• [EXERCISE DETAILS]:
What you should output is the data below, unchanged in every character.

Segment Open

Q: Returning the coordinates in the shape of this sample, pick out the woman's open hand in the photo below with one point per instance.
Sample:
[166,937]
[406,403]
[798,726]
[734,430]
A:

Segment Closed

• [THE ANSWER]:
Q: Returning the coordinates in the shape of this sample, pick out the woman's open hand in the photo below with one point per instance.
Sample:
[166,937]
[406,403]
[798,726]
[734,430]
A:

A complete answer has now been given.